━━━ Task material ━━━

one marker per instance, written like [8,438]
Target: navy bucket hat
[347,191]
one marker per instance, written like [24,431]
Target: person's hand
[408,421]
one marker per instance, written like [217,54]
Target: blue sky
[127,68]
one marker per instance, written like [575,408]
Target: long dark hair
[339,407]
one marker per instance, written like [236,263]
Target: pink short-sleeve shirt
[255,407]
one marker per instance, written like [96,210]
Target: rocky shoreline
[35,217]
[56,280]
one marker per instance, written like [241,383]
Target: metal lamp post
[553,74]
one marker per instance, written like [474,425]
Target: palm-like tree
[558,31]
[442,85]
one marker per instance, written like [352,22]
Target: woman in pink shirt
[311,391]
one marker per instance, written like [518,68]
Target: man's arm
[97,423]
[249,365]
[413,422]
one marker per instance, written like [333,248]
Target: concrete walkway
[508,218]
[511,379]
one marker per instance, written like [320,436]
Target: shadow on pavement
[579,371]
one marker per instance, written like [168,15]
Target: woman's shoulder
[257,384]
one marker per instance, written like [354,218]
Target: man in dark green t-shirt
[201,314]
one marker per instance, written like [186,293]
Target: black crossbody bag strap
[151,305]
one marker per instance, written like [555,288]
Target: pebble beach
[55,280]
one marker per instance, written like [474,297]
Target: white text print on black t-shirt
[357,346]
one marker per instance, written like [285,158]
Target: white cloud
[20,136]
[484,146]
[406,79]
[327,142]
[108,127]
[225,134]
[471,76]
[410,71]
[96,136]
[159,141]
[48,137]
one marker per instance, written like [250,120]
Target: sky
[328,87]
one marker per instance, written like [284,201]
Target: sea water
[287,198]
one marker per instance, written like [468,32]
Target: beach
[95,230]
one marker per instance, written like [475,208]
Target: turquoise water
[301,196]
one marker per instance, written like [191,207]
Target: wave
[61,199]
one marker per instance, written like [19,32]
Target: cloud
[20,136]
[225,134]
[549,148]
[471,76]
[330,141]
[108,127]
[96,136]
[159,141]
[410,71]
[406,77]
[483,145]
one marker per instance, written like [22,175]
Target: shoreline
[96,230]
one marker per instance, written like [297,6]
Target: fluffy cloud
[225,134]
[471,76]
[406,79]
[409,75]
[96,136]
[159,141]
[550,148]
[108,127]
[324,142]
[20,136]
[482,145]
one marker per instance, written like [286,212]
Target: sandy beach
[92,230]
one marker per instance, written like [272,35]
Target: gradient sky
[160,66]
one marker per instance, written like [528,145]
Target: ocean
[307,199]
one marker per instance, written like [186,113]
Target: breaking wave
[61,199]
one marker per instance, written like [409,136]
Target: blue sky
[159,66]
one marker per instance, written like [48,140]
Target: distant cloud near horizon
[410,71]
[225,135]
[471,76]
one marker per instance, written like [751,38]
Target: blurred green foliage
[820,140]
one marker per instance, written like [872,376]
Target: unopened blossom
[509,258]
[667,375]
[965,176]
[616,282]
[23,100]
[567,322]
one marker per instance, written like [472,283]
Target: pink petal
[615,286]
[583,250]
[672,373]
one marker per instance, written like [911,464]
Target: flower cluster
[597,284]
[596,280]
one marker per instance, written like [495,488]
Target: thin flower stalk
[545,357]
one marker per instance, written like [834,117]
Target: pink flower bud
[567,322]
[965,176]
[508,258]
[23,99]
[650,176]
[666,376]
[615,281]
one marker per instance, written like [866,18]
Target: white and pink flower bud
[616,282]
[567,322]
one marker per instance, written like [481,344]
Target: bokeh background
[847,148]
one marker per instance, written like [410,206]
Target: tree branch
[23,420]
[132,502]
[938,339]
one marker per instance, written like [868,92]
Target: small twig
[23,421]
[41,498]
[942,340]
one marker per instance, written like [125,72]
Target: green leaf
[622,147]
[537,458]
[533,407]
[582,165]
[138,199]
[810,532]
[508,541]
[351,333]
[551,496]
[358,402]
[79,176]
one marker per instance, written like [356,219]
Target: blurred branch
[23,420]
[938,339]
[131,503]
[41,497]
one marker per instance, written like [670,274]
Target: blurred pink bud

━━━

Retype word for word the lines of the listing starting at the line containing "one marker per instance, written like [409,136]" and continuing through the final line of the listing, with both of those lines included.

one marker per instance, written like [409,136]
Target: blue sky
[159,66]
one marker per instance, written like [48,140]
Target: distant cloud near horizon
[410,71]
[225,135]
[471,76]
one marker per instance, written like [751,38]
Target: blurred green foliage
[820,140]
one marker per instance, written like [872,376]
Target: unopened blossom
[509,258]
[667,375]
[965,176]
[616,282]
[23,100]
[567,322]
one marker per instance, written like [472,283]
Target: pink petal
[615,286]
[583,250]
[672,373]
one marker per instance, written like [911,464]
Target: flower cluster
[597,284]
[596,280]
one marker per instance, written like [495,488]
Target: thin flower stalk
[545,357]
one marker per instance, written like [834,117]
Target: pink flower bud
[567,322]
[965,176]
[508,258]
[23,99]
[650,176]
[666,376]
[615,281]
one marker per instance, written like [866,18]
Target: white and pink flower bud
[616,282]
[567,322]
one marker per instance, written like [481,344]
Target: bokeh background
[847,148]
one marker per instance, written like [410,206]
Target: tree branch
[23,420]
[132,502]
[938,339]
one marker per instance, written like [868,92]
Target: small twig
[23,421]
[41,498]
[942,340]
one marker per instance, written like [125,72]
Target: green leaf
[622,147]
[537,458]
[533,407]
[582,165]
[138,199]
[810,532]
[508,541]
[351,333]
[551,496]
[358,402]
[79,176]
one marker per instance, written like [356,219]
Target: blurred branch
[23,420]
[938,339]
[131,503]
[41,497]
one marker per instance, written like [670,274]
Target: blurred pink bud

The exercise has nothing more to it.